Find the line containing "Target: steep hillside" in the entries below. Restate it and each line after it, word for word, up to and including the line containing "Target: tall grass stalk".

Start of Data for analysis

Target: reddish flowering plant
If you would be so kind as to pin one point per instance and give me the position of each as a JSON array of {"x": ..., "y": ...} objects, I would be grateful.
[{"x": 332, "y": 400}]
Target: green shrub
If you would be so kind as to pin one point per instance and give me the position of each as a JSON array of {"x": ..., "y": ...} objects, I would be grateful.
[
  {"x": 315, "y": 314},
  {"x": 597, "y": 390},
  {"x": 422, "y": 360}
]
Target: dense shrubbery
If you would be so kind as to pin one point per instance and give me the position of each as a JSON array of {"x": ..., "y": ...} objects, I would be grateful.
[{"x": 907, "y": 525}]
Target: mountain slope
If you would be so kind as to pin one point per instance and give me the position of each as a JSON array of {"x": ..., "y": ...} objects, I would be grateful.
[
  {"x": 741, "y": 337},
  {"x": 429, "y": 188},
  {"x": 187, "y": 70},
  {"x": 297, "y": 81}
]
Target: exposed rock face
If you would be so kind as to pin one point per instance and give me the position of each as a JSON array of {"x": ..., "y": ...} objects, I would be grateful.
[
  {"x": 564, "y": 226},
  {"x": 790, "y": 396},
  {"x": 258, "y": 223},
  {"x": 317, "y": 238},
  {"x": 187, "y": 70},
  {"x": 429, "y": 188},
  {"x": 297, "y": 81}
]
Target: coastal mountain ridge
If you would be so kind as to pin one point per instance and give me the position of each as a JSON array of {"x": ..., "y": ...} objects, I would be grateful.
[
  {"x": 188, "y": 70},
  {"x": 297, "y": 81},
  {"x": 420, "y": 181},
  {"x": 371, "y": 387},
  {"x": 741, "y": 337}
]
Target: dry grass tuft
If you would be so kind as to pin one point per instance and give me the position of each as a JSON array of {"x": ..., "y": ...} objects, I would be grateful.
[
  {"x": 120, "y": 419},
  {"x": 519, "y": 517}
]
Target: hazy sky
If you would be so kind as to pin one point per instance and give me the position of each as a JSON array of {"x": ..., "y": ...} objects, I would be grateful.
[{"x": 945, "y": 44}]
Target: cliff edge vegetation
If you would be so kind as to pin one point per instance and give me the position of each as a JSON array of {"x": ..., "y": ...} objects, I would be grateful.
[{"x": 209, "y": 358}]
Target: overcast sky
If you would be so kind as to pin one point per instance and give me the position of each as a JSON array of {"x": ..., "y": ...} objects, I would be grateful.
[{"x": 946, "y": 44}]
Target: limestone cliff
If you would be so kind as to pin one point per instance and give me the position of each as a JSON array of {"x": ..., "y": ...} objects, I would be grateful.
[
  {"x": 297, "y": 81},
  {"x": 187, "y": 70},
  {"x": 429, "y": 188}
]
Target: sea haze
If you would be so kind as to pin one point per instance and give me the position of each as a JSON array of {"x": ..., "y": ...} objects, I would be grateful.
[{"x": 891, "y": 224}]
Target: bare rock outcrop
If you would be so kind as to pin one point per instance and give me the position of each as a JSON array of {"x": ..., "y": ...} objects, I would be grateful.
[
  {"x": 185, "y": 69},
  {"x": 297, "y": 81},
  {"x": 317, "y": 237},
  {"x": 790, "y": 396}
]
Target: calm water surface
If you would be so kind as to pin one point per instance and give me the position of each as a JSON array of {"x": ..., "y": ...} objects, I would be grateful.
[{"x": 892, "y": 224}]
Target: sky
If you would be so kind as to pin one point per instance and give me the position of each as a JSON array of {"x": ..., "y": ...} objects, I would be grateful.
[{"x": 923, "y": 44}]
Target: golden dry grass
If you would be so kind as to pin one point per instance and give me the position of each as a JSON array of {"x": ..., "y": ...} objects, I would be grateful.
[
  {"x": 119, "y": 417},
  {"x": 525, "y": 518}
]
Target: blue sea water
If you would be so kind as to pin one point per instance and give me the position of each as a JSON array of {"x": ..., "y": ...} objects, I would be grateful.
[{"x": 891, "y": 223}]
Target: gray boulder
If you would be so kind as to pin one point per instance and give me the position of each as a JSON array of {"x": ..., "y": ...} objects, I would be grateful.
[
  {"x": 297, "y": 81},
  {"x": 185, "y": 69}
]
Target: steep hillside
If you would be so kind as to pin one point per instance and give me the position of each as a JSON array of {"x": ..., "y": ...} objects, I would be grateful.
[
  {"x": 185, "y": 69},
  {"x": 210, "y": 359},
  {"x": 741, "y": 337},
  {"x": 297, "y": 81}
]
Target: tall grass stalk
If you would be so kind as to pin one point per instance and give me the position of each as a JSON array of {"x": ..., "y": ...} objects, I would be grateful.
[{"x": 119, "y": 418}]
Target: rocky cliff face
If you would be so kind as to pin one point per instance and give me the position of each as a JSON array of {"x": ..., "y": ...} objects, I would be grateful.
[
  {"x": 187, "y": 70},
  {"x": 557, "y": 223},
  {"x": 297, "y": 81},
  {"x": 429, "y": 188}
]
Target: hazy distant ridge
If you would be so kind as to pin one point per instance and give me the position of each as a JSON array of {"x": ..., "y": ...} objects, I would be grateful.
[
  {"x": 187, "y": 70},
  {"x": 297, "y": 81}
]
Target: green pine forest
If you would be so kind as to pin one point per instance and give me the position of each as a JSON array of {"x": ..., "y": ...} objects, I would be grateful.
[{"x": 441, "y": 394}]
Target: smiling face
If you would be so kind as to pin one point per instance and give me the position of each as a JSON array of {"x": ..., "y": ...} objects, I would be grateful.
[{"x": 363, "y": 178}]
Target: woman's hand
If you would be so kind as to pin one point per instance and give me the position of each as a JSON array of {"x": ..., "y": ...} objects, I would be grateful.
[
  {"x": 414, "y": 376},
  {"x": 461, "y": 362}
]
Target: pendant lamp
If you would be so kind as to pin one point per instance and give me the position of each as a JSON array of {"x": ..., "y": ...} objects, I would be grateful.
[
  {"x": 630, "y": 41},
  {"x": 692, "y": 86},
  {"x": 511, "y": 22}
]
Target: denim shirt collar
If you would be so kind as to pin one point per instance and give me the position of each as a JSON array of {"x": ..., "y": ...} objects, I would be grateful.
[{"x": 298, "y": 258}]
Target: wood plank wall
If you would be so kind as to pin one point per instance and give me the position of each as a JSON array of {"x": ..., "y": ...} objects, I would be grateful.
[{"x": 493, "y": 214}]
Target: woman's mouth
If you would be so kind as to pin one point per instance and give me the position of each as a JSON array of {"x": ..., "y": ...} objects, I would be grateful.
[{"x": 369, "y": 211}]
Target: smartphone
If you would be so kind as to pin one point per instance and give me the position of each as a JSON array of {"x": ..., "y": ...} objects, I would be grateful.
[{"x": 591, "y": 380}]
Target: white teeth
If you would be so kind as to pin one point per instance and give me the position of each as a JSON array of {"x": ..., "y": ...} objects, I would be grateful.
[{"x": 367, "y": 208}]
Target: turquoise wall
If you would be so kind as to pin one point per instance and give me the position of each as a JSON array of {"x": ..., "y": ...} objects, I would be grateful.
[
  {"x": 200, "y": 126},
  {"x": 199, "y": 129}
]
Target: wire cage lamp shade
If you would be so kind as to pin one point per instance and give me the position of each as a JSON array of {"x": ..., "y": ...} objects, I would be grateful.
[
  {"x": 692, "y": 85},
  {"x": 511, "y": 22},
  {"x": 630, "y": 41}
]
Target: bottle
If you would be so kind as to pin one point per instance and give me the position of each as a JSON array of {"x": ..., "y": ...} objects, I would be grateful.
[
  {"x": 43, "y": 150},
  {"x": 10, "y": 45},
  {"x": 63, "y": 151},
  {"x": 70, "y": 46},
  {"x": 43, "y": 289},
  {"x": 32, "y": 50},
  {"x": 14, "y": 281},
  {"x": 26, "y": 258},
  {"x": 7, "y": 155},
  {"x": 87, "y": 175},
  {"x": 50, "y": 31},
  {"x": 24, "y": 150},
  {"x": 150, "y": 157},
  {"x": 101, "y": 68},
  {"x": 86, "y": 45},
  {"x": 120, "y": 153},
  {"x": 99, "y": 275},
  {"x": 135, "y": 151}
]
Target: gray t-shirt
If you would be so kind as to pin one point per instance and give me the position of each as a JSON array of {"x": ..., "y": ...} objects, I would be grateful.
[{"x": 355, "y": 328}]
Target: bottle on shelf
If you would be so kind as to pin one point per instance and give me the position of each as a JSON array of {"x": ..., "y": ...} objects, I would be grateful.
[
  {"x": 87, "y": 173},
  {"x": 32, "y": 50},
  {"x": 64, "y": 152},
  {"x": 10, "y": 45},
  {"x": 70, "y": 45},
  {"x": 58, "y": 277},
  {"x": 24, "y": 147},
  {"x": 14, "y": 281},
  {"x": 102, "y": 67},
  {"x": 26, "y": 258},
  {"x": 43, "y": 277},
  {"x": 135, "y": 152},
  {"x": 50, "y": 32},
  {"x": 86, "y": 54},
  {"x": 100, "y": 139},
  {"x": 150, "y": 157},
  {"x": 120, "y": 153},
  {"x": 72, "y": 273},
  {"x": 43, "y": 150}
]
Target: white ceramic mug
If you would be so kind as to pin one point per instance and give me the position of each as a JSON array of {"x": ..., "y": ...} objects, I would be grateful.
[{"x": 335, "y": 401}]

End of Data for analysis
Start of Data for analysis

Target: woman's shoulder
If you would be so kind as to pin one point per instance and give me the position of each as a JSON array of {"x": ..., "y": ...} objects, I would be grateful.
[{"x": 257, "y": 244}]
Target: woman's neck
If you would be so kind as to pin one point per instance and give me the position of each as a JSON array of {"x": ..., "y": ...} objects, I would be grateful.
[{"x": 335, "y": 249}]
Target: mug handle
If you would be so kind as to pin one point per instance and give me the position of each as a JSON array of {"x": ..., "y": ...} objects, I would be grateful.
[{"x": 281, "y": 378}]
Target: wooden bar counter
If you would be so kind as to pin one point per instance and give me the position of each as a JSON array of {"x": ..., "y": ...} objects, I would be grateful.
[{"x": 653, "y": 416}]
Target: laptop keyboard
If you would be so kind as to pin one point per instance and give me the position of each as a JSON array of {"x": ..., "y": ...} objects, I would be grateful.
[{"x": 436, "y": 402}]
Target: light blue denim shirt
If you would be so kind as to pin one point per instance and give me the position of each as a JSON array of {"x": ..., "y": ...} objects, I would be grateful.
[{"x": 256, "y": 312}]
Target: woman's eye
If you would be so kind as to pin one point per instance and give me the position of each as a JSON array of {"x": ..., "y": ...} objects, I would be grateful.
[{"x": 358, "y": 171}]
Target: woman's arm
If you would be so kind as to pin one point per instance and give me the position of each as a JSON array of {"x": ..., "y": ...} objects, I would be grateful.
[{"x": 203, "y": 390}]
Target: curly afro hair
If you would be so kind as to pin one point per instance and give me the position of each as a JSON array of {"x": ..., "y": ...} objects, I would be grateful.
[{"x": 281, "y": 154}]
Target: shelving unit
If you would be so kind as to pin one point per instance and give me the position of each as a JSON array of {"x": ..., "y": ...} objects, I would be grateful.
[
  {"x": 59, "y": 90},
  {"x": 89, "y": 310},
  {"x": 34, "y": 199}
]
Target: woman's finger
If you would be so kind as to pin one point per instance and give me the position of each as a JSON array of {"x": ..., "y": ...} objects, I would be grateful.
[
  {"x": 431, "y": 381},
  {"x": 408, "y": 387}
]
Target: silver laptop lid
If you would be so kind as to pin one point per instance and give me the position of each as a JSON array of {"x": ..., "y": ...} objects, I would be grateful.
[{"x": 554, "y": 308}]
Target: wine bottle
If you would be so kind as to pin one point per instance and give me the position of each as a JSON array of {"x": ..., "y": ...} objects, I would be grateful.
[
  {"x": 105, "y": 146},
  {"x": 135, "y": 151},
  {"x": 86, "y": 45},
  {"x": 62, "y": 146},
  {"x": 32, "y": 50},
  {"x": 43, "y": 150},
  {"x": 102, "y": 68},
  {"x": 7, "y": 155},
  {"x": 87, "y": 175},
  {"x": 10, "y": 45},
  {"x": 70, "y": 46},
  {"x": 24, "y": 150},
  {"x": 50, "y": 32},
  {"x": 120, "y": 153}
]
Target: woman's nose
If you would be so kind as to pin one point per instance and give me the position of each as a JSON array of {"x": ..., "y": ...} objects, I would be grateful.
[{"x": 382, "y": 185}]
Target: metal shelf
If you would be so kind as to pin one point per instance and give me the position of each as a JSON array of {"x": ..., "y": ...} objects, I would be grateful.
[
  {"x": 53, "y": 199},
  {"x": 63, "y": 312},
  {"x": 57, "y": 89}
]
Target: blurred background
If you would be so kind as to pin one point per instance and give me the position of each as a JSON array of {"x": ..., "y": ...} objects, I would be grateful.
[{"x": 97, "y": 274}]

End of Data for analysis

**Response to the task:**
Target: steep hillside
If you would be so kind as to pin one point per instance and give me the position of each as a JSON array of {"x": ..., "y": ...} objects, I would be grateful.
[
  {"x": 185, "y": 69},
  {"x": 210, "y": 359},
  {"x": 741, "y": 337},
  {"x": 297, "y": 81}
]
Target: tall grass stalk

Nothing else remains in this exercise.